Can you reproduce every row below word for word, leaving nothing out and changing nothing?

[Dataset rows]
┌──

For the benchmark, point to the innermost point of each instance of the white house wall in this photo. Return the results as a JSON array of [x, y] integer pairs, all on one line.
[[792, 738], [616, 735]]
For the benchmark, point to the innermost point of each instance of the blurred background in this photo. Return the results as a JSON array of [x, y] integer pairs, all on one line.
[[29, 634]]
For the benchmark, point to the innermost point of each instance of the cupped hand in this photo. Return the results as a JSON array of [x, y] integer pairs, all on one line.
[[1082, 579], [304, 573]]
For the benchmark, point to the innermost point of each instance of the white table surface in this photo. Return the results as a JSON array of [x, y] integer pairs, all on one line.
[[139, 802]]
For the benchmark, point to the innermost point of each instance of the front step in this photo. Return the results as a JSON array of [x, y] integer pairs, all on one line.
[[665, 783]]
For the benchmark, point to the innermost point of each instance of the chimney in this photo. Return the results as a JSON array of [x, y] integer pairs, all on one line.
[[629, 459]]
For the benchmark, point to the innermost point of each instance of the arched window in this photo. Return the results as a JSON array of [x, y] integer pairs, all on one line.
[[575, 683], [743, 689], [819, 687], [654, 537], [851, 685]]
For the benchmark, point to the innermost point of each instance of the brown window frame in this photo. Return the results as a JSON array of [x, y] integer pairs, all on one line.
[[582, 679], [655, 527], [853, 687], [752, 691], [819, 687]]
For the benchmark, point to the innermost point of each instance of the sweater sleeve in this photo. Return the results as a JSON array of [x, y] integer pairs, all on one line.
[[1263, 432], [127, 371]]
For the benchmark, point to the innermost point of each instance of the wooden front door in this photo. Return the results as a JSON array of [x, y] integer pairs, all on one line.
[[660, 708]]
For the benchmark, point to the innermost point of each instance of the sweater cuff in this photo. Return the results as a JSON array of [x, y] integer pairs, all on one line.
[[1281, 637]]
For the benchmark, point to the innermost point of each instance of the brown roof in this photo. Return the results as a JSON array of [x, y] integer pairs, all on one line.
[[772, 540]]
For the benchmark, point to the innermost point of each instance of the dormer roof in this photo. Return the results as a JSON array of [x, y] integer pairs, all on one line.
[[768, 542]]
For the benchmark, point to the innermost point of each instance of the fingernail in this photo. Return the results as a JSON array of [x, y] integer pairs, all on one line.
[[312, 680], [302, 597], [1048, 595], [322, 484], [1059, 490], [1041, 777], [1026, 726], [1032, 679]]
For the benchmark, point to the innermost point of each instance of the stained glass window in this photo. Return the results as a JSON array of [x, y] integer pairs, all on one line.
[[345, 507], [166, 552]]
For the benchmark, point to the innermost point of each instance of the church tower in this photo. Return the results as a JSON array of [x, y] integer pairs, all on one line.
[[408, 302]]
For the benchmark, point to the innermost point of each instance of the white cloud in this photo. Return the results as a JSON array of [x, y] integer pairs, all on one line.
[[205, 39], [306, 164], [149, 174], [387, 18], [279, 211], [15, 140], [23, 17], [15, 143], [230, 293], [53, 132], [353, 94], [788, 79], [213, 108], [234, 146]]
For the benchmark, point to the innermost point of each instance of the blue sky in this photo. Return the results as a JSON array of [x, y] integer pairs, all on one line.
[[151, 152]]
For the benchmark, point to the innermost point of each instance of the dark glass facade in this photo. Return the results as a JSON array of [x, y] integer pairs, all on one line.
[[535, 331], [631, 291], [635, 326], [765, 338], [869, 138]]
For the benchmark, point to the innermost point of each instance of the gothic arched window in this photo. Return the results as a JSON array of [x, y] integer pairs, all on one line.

└──

* _Exercise response_:
For the benchmark, point to the innermost point of each instance of the white house wall in this photo. Return the results as a JSON array of [x, y] integer pairs, all on one line.
[[792, 738], [616, 735]]
For the benchmark, point to the innermost point of each instance of the blurred background in this photo. Return the results as a JSON array of [x, y] integer pairs, all on one line.
[[29, 634]]
For the benchmark, point to the innermost point of each instance of the cupped hand in this photo. Return the results as a JSON array of [x, y] integer pairs, all on one line.
[[1082, 579], [304, 573]]
For the benchmark, point to the innermost point of each instance of the white table surface in this photo. Return the results as a JSON array of [x, y] integer pairs, all on one line.
[[139, 802]]
For the benchmark, point to the innermost point of each instance of the front step in this photo. Return the results as a JSON array of [x, y] integer pairs, all on one line.
[[665, 783]]
For the benchmark, point to the innermost point of each instance of the chimney in this photo. Return the results as a JSON array of [x, y] integer pairs, all on one line.
[[629, 459]]
For the benchmark, point to the innermost point of each instance of the arched window in this photo. Return the results as a JSON array of [x, y] integer pairs, all on one line.
[[575, 683], [743, 689], [819, 687], [654, 537], [851, 685]]
For the benchmark, point to the innermost point of each instance of the brown window frame in this photo. Return the results as a JSON array of [x, y] integer pairs, all on one line.
[[582, 679], [655, 527], [853, 687], [752, 691], [819, 687]]
For the benchmark, point to the innermost point of each instance of the sweater sleeve in this photo. Return the results as a JSON array of [x, y] integer pairs, all on one line.
[[1263, 432], [127, 371]]
For the benchmark, point to the innermost point of each instance of the wooden front door in this photo. Return the results as a JSON array of [x, y] integer pairs, all on one line.
[[660, 708]]
For the benchmark, point to the innermost point of each instance of the sweater cuff in this photo. Return the results as a JSON array of [x, y] integer pairs, all on one line.
[[1281, 637]]
For the benchmark, point to the innermost point of each instance of the brown roof in this photo. Return the results as a JSON array of [x, y] integer pairs, all on one line.
[[772, 540]]
For the benchmark, point to the innermost point of each instance of the dormer roof in this photo. Return the results as a JSON array of [x, y] integer pairs, all on one line.
[[768, 542]]
For the benchmark, point to the innermost point of each instance of the fingernail in this photo. Return the results as a JSON array of [x, y] integer pairs, all on one line.
[[312, 680], [302, 597], [1048, 595], [322, 484], [1059, 490], [1041, 777], [1026, 726], [1032, 679]]
For the benchmark, point to the innermost point of each instance of the stained glass window in this photo. Return the results as a JSON array of [x, y] integer pairs, all on one line.
[[345, 507], [166, 552]]
For the benchmark, point to the innermost point of each instance of the church tower in this photo. Return the results as a JSON array of [x, y] integer pairs, all on one line.
[[408, 302]]
For the benchmark, point to the innermost point of each instance of the white cloud in this photo. Return the results as a JSON array of [x, y] integer pairs, all on one line.
[[205, 39], [306, 164], [149, 174], [387, 18], [279, 211], [15, 140], [23, 17], [15, 143], [230, 293], [53, 132], [353, 94], [788, 79], [213, 108], [234, 146]]
For the benchmark, point to the innermost point of each instance of the blue sky in this photo. Return the results as a JSON array of [x, y] integer pairs, all on one line.
[[151, 152]]
For the benchmark, point to the innermost point of each instance of the dark glass facade in this photo. Return the results as a JSON array of [x, y] integer pairs, all on one line.
[[535, 331], [631, 291], [635, 326], [765, 338], [869, 138]]
For the benchmark, point to the innermost point of each instance of the gothic arched window in this photo. Return the results as a JSON array of [x, y] integer pairs, all on one line.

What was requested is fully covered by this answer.